▶ **Recorded information**
== == ==
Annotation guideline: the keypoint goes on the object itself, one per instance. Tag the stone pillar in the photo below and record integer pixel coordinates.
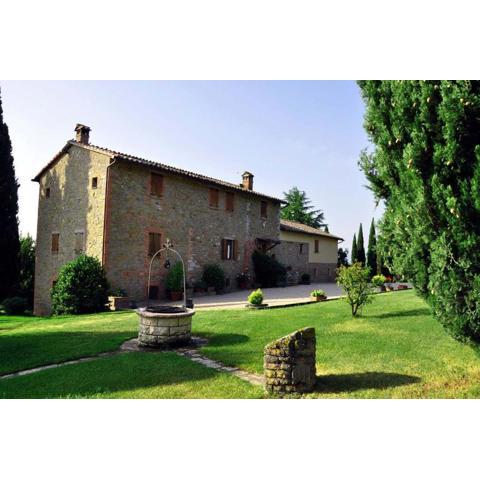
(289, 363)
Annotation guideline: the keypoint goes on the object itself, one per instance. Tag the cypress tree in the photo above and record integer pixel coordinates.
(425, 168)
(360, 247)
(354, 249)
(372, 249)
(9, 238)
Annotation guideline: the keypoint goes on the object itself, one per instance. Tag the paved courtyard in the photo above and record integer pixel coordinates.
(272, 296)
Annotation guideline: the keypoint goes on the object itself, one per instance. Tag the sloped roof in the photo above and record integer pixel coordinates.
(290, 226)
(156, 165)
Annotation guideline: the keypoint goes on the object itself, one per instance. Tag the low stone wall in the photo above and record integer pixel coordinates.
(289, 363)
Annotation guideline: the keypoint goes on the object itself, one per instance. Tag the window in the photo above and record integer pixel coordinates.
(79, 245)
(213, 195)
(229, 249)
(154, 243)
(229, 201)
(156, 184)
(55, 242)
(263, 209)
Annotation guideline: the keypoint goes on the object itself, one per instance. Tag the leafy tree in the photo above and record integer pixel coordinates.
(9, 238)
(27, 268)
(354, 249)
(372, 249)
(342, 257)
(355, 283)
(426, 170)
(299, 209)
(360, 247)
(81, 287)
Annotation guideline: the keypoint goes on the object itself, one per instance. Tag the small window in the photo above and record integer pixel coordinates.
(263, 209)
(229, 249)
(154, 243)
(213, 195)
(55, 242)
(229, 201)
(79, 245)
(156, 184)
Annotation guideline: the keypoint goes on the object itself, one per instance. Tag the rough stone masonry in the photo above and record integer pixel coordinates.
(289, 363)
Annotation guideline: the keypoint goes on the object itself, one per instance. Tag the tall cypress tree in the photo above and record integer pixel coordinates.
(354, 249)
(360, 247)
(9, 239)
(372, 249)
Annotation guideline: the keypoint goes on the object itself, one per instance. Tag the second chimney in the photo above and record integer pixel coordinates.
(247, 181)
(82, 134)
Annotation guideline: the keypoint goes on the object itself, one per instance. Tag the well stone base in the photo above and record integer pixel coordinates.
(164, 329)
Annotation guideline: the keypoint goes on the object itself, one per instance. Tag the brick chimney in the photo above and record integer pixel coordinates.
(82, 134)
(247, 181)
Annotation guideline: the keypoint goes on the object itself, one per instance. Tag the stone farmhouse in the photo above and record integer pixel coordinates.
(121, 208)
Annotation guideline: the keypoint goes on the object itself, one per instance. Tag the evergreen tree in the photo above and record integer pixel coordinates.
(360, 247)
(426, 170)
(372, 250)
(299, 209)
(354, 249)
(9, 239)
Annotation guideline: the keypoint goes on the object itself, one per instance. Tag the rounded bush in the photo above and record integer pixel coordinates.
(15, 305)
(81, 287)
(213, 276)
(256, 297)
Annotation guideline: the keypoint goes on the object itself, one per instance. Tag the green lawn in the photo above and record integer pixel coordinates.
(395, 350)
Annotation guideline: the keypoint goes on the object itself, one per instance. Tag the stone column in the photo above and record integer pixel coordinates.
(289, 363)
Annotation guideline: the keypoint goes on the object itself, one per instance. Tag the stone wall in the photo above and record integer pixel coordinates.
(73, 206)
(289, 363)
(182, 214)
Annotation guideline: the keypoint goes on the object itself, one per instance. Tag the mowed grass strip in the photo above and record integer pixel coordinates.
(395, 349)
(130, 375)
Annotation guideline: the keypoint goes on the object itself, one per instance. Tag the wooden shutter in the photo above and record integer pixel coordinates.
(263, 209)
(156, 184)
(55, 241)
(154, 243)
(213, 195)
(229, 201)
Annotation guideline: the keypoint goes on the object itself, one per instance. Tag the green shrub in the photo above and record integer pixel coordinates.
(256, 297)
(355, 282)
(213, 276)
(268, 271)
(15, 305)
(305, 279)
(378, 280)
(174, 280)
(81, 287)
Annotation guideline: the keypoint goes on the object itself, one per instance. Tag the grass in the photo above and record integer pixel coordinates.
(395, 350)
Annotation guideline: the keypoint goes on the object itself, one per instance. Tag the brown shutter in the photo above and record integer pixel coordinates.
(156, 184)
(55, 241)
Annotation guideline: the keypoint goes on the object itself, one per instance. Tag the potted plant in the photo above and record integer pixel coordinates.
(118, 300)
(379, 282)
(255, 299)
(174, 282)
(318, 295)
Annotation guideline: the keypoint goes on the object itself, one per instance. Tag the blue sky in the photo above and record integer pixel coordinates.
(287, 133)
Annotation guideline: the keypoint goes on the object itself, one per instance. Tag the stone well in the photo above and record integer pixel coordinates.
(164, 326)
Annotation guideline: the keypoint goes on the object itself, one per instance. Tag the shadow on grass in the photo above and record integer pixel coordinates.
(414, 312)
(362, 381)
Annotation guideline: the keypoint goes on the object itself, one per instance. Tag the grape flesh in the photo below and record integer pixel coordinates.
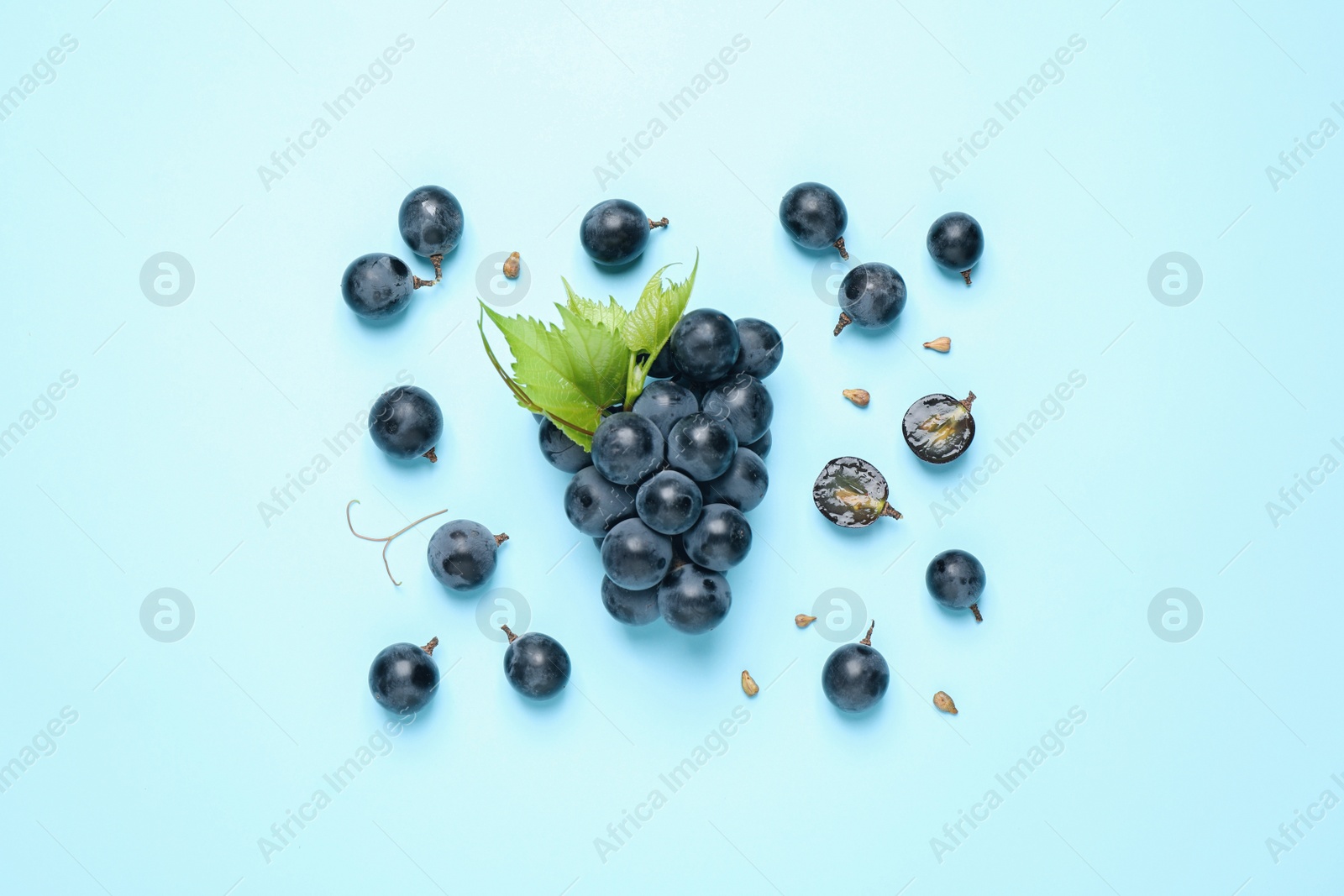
== == ==
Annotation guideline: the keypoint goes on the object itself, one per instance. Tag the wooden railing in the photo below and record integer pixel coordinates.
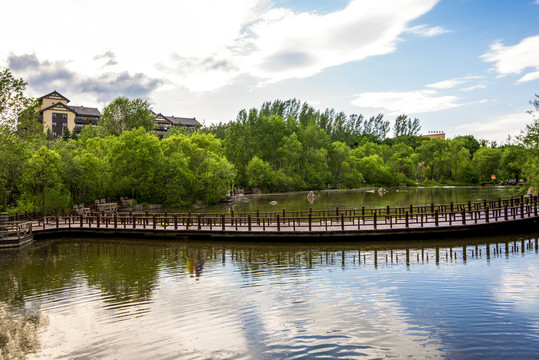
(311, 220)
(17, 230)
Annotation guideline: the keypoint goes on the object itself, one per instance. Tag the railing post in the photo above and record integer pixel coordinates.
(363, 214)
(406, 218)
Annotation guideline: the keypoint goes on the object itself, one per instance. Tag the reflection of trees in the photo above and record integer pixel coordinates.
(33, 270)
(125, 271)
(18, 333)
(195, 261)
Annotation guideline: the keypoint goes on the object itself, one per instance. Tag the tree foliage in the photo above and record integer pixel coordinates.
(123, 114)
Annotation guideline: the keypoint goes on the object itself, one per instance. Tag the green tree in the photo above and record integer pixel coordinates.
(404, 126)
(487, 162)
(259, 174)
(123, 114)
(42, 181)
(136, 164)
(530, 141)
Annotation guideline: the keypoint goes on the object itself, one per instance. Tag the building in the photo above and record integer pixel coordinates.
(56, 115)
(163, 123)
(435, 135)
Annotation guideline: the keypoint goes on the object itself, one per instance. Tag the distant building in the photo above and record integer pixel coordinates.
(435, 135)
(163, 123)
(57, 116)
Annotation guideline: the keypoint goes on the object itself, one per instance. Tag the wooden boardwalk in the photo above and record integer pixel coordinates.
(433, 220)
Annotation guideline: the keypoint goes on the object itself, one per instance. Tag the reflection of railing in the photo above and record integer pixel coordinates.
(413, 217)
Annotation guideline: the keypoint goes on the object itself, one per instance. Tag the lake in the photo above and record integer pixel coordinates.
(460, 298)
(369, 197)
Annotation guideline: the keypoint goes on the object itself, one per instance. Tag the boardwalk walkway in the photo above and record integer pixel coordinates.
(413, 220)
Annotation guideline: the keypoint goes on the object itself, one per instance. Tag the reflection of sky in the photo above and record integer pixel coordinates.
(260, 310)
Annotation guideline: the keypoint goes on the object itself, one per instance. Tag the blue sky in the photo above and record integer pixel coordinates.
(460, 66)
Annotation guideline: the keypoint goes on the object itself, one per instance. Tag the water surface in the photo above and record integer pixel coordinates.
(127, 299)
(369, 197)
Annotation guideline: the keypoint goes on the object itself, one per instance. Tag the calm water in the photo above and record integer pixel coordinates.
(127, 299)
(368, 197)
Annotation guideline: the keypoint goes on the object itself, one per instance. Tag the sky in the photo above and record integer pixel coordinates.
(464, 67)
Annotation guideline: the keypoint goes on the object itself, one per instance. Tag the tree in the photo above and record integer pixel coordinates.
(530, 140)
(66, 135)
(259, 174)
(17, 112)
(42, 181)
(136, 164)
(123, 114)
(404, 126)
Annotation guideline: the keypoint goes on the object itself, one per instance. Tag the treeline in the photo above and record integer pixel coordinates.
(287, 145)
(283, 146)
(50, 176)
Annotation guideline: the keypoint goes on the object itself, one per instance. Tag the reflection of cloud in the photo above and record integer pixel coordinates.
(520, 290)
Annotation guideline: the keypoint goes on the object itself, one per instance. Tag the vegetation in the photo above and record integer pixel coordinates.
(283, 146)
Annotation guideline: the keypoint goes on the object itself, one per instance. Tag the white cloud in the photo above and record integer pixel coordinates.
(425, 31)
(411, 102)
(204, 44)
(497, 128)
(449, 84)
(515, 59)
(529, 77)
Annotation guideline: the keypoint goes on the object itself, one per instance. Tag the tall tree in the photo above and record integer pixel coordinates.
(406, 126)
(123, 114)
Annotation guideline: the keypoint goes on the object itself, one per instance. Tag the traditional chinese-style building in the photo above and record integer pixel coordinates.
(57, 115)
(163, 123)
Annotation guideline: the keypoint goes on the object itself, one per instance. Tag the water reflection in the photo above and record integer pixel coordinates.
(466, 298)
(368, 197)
== == ==
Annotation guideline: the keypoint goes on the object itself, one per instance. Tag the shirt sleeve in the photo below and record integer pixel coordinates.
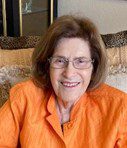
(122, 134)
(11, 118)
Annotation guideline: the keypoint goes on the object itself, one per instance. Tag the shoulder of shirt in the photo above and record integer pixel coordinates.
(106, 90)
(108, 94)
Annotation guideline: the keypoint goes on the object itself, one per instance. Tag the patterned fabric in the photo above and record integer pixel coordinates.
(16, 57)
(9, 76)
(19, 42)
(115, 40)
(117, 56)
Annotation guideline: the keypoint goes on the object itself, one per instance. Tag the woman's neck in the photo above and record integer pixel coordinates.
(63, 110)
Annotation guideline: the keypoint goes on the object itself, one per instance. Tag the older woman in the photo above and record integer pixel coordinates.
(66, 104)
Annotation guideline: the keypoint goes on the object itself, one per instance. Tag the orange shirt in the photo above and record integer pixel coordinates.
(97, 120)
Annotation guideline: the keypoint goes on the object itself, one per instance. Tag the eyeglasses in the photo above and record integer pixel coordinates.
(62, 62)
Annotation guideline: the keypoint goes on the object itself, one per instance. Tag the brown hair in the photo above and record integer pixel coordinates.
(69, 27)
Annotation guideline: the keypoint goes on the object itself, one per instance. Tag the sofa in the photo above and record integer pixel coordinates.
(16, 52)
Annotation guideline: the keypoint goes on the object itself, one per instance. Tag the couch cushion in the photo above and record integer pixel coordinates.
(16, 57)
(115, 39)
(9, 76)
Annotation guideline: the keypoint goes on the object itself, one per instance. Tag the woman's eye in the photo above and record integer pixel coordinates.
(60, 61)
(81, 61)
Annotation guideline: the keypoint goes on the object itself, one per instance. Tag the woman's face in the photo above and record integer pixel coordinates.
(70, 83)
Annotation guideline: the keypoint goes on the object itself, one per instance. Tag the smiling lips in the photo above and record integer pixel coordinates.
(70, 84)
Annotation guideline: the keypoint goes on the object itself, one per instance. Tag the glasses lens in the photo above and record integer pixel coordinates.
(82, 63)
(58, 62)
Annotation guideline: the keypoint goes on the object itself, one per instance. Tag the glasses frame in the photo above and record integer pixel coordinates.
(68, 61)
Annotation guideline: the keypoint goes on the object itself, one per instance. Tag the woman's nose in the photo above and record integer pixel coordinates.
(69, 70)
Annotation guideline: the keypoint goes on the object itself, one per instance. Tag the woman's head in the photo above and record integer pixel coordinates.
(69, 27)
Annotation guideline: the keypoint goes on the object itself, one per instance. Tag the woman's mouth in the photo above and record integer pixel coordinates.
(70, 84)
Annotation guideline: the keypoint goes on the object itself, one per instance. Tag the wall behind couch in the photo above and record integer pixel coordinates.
== == ==
Show every line of the rows above that contains the string "woman".

Annotation guideline: the keypoint goes on the object itself, one per instance. Tag the woman's neck in the photo above and record integer pixel coordinates.
Annotation guideline: the keypoint goes on the object itself, one per instance. Tag the older woman in the photo above and record integer pixel coordinates.
Annotation guideline: the keypoint goes on the object itself, one per instance. Tag the woman's eye in the photo above and record integer pixel coordinates.
Annotation guideline: the keypoint goes on the object itself, one per instance. Tag the woman's face in the photo above and record integer pixel coordinates.
Annotation guideline: the keypoint goes on the object itself, one per instance. Tag the woman's nose in the photo above and record integer pixel coordinates.
Annotation guideline: the keypoint goes on the object itself, one per instance. Tag the woman's head in the photo above and record integer pixel coordinates.
Annotation guideline: the keypoint goes on the object itself, one per instance. Tag the woman's mouth in the photo above and record integer pixel coordinates.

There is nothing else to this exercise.